### How to complete this task
Every line in the records below with the string "white" is to be copied out.

Region pointing data
________
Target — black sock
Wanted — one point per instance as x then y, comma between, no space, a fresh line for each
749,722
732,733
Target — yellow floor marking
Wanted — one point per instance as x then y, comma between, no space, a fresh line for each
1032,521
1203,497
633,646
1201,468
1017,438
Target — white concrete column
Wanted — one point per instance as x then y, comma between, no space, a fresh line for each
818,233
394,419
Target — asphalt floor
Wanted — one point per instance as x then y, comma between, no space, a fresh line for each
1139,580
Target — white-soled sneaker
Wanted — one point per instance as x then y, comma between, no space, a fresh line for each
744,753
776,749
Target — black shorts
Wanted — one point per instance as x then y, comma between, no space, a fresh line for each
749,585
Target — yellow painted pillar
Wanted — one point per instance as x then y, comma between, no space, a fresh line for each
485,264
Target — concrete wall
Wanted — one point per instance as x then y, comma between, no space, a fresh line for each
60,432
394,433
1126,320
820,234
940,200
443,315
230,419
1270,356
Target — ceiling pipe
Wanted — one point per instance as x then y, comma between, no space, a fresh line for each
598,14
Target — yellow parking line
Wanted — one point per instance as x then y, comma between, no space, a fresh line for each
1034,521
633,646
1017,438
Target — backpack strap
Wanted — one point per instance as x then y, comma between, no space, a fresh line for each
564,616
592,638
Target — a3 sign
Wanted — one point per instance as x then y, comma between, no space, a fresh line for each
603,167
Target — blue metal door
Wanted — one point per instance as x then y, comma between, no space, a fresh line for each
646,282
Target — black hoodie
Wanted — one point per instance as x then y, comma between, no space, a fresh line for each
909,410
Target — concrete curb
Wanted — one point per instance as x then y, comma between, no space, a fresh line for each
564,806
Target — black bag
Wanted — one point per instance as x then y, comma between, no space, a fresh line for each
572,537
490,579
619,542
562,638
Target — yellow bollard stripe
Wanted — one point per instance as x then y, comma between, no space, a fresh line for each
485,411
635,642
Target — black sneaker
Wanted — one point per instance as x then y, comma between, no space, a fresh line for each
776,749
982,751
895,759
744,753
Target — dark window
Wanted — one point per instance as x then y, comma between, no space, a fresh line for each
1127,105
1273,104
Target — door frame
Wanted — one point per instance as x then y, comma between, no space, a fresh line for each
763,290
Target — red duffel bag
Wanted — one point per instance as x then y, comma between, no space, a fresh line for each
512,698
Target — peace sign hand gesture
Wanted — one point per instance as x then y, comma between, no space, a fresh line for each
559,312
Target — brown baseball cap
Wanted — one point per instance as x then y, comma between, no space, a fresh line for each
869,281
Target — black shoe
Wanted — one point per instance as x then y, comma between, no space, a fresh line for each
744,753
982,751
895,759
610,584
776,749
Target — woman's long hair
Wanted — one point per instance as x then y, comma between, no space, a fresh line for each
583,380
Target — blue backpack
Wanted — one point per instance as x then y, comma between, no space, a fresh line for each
________
### Written solution
Target — white concrete column
Target — white-soled sneaker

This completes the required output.